- [The task]
Write the next few paragraphs of the article on Oracle Parallel Server and PCM locks, starting after its last sentence.

- [Extract]

By Erik Peterson
A highly successful team can successfully distribute work while minimizing contention over resources so that the team members can accomplish their tasks without tripping over each other's feet. Similarly, a set of Oracle instances working together as a parallel server must be able to divide work and coordinate the collective tasks. And just as not all tasks lend themselves to a team approach, not all systems lead themselves to being made parallel. However, by properly partitioning resources and tasks--and by coordinating these partitions and the actual application--many users of Oracle Parallel Server can significantly improve performance and achieve scalability beyond that available from a single-node symmetric multiprocessing system, NUMA system, or even a large mainframe.
Imagine, for example, that a user in one instance wants to read data that another user in another instance has updated and committed, but whose changes have not yet been written to disk and are still being held in the original instance's database buffer cache. Oracle Parallel Server handles this situation by adding another level of locks, called Parallel Cache Management (PCM) locks, which ensure cache coherency.

- [Information]
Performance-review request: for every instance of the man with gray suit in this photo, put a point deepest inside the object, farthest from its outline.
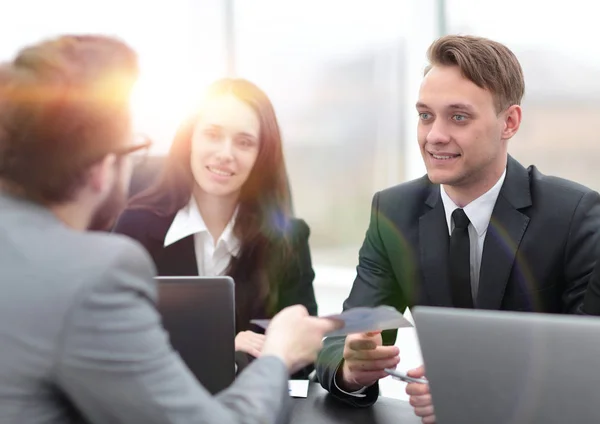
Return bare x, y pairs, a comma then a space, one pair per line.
80, 335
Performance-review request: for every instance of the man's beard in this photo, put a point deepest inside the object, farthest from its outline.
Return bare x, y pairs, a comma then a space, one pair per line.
105, 216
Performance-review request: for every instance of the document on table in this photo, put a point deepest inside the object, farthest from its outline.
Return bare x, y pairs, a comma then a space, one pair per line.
298, 388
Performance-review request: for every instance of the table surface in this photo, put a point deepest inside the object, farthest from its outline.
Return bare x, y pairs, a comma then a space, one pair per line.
321, 408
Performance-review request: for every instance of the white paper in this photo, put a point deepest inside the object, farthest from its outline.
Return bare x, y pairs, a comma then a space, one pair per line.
298, 388
361, 319
410, 357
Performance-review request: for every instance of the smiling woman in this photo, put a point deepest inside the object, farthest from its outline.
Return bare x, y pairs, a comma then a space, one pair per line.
222, 207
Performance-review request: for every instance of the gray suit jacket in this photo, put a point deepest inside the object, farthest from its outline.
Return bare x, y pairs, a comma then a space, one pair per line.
81, 340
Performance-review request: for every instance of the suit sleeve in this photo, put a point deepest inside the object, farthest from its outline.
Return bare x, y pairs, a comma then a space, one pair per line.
374, 285
116, 364
581, 254
298, 285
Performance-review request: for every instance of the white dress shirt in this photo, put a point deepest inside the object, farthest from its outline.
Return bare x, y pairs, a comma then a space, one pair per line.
212, 257
479, 212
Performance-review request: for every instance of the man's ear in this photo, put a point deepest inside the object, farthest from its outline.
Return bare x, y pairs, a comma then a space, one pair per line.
102, 174
512, 121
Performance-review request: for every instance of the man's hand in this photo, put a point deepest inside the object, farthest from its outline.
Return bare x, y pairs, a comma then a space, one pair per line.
420, 398
249, 342
296, 337
365, 359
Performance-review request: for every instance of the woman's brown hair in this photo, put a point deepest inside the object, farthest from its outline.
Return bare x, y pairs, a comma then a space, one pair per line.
264, 206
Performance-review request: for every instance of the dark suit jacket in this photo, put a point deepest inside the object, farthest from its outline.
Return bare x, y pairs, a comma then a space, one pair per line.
538, 254
179, 259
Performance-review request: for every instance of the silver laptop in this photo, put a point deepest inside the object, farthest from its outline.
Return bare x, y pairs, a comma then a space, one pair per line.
199, 315
508, 367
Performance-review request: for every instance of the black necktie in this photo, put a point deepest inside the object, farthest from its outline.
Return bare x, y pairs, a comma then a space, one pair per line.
459, 261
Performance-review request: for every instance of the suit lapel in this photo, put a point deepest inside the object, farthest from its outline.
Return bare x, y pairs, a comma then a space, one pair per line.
504, 234
433, 245
178, 259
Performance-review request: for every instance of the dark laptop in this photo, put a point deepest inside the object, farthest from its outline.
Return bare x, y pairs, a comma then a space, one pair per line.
199, 315
498, 367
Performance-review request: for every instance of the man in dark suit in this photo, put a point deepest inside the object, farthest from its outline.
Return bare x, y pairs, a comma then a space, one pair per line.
478, 231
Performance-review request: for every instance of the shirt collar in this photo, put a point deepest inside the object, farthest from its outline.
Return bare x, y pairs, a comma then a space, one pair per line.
188, 221
479, 211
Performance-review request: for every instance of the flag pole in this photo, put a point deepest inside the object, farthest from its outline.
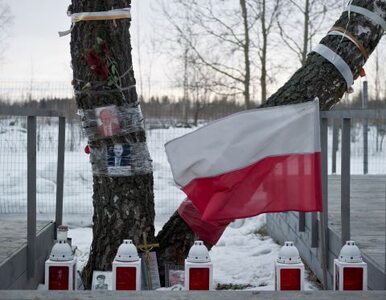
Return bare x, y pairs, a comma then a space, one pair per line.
323, 216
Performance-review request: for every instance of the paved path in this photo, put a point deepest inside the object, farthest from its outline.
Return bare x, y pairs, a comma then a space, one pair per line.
13, 235
367, 212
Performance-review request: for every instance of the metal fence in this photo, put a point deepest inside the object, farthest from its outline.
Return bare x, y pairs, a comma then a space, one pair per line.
354, 197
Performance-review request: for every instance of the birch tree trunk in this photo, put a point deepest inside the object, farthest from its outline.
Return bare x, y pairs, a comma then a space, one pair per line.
123, 206
317, 78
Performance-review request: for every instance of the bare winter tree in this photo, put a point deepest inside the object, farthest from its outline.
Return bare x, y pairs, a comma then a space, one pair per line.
317, 78
219, 37
103, 74
124, 206
301, 21
269, 13
6, 19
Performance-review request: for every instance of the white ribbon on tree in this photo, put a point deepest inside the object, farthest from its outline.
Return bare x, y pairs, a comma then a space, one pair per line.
114, 14
337, 61
374, 17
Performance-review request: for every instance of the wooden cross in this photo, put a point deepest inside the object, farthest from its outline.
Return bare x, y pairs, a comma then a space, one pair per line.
146, 248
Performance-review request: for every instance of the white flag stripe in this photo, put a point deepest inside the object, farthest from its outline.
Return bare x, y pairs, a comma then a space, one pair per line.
244, 138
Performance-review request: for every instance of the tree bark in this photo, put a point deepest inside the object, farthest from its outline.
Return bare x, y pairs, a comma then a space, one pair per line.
123, 206
306, 31
317, 78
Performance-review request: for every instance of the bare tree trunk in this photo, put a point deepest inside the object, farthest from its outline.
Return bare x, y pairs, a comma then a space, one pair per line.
317, 78
123, 206
247, 63
306, 31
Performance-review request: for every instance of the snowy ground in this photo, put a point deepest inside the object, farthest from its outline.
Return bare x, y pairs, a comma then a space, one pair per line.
242, 257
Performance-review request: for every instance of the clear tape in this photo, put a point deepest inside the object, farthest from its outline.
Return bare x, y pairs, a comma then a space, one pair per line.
375, 18
114, 14
107, 121
119, 160
337, 61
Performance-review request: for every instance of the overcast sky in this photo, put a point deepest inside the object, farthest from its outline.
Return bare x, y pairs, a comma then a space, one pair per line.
35, 50
36, 53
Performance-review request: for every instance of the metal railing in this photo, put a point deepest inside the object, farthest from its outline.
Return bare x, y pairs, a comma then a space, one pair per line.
32, 116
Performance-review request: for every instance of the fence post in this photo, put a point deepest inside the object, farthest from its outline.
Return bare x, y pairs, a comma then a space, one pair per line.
345, 180
60, 171
31, 195
324, 245
365, 100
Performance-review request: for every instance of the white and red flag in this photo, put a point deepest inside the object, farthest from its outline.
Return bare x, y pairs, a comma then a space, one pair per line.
253, 162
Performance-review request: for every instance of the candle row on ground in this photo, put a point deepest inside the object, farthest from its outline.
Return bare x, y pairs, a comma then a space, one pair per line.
350, 272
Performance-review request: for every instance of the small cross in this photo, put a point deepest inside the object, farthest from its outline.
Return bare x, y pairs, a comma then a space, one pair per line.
145, 247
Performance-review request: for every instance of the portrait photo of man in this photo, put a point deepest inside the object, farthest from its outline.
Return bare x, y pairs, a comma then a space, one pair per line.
107, 119
118, 155
101, 280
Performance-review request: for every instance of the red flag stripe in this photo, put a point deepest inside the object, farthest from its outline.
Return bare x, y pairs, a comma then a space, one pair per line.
273, 184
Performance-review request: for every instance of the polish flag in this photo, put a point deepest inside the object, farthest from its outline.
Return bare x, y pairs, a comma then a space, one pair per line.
252, 162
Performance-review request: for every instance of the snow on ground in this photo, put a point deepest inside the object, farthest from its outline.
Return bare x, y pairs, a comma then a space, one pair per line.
242, 257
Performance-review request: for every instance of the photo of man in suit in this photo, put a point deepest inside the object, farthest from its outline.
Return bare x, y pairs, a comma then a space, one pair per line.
108, 122
118, 155
101, 285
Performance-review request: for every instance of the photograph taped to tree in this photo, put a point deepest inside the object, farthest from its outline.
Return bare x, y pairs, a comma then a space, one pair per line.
107, 121
126, 159
118, 159
176, 277
101, 280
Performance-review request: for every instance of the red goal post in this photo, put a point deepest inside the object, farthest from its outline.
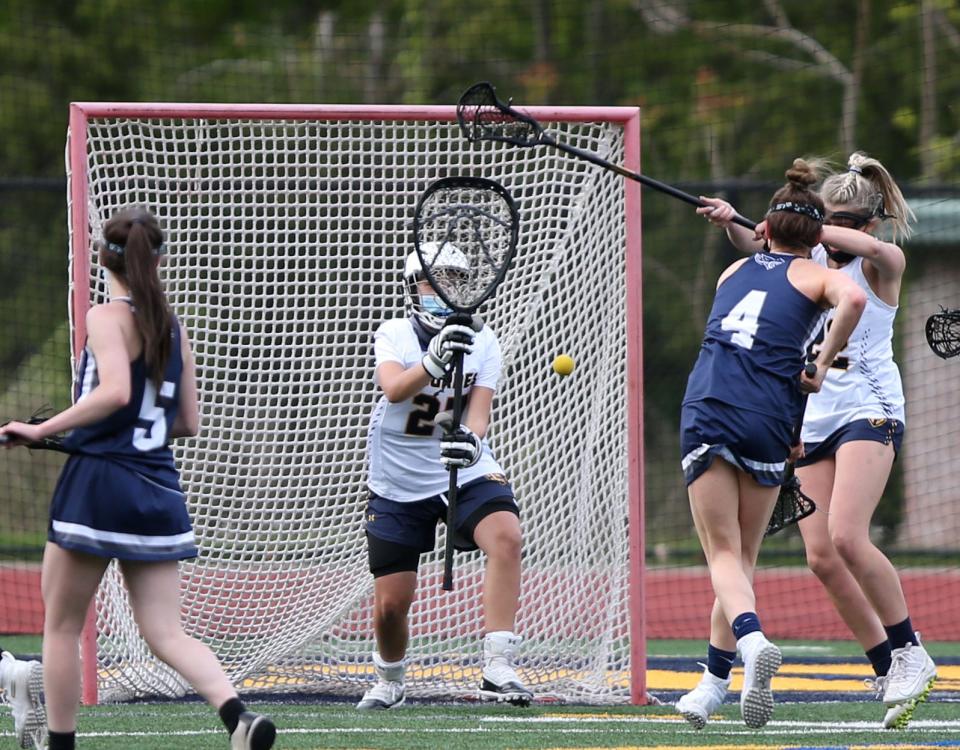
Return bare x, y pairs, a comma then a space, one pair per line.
287, 226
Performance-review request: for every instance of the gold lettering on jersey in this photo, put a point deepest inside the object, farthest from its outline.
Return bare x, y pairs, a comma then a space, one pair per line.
469, 378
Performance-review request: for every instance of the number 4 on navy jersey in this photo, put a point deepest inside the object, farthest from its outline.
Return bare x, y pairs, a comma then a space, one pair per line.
744, 318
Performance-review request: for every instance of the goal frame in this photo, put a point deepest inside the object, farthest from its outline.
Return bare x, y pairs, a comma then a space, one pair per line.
627, 117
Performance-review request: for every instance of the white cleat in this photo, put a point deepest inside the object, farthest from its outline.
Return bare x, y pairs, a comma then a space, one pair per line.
500, 681
697, 705
385, 694
911, 675
22, 683
761, 660
389, 690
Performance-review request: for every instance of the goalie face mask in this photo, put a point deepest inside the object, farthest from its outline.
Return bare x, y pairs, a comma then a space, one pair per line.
429, 309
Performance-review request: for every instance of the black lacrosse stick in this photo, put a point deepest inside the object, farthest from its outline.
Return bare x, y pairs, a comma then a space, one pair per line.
465, 233
483, 117
52, 443
943, 333
792, 504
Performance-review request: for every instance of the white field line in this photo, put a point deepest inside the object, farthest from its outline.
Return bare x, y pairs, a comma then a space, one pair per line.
799, 728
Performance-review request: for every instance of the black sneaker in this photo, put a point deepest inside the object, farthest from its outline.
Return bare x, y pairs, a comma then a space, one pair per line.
253, 732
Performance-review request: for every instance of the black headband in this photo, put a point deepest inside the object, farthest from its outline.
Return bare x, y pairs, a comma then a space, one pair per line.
798, 208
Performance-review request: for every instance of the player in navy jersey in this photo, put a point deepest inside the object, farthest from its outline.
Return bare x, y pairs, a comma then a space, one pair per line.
408, 481
857, 421
119, 494
742, 402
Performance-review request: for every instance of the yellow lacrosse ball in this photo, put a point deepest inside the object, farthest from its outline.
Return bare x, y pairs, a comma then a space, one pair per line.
563, 364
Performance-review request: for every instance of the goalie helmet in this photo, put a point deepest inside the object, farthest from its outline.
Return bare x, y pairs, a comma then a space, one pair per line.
430, 309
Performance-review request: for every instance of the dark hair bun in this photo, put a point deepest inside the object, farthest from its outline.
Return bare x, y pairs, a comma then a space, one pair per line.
801, 174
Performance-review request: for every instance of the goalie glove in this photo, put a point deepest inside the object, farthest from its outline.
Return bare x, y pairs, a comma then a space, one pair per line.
440, 351
459, 448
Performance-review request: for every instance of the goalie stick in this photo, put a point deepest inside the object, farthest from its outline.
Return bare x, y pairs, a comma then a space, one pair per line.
943, 333
483, 117
793, 504
480, 218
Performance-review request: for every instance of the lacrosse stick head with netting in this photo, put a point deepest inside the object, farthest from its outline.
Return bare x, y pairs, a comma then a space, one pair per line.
792, 506
52, 443
465, 235
943, 333
483, 117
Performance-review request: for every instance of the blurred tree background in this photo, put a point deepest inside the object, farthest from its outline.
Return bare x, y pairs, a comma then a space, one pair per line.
730, 92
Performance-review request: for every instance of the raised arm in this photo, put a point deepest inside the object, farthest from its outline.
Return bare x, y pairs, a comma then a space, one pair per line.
884, 262
187, 423
721, 213
105, 338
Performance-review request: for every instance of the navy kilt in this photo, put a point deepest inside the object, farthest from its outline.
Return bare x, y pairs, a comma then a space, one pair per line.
111, 509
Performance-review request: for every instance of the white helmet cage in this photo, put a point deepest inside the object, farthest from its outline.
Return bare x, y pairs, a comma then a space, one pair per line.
450, 260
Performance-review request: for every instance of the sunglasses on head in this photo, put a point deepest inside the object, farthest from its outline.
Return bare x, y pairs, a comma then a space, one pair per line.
847, 219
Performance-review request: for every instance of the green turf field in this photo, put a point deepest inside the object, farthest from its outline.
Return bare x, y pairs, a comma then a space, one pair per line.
832, 712
191, 726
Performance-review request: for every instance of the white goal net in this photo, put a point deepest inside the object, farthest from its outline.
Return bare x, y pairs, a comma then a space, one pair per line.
287, 230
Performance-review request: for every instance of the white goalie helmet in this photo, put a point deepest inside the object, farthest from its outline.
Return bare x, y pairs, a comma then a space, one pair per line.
432, 314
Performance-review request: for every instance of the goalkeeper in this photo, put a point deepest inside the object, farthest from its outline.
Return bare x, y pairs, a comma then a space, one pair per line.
409, 449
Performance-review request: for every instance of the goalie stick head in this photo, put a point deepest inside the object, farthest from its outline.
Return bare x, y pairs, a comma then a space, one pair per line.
943, 333
430, 310
483, 117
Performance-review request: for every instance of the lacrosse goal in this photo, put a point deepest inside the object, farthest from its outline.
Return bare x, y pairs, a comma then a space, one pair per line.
287, 227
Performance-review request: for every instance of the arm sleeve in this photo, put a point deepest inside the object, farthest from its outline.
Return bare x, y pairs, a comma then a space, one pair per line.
489, 374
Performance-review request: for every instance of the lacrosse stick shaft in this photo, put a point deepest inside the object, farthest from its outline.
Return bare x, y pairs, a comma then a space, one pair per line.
648, 181
452, 488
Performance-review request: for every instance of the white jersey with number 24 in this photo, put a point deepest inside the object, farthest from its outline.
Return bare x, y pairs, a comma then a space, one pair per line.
863, 382
403, 445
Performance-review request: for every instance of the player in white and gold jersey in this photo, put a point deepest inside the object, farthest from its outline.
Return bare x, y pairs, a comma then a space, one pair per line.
408, 480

- [Exercise response]
PCM locks work in conjunction with the Distributed Lock Manager (DLM) to handle the locking of resources such as data blocks, rollback segments, and data dictionary entries. Oracle assigns PCM locks on a per-datafile basis in the case of hashed locks, or on a per-block basis in the SGA in the case of Data Block Address (DBA) locks (available in Oracle7 Release 7.3 or higher). The granularity of coverage of the locks is user definable, and thus a lock can cover one block or several.
PCM locks can exist in an instance in any of three modes:
Because pinging is typically what limits application scalability most, the goal is to eliminate or minimize false pinging and reduce real pinging to a very low level. This involves two factors: One is the method of assigning PCM locks and their granularity, which is discussed thoroughly in the Oracle7 or Oracle8 Parallel Server Reference Guide. but a second, even more important, factor is application partitioning.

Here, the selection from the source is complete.